Extracted material:

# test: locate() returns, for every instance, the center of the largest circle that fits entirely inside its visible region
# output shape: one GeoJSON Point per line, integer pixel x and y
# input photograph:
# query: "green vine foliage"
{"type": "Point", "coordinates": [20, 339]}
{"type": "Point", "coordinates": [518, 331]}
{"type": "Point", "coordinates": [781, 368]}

Your assignment:
The complete listing, from first line to last, should be copied verbatim.

Expected output:
# test: locate() returns, for every instance, the center of the largest circle that fits entirely inside its visible region
# output shape: one GeoJSON Point per line, integer pixel x and y
# input photograph:
# query: "green vine foliage"
{"type": "Point", "coordinates": [20, 339]}
{"type": "Point", "coordinates": [518, 331]}
{"type": "Point", "coordinates": [781, 368]}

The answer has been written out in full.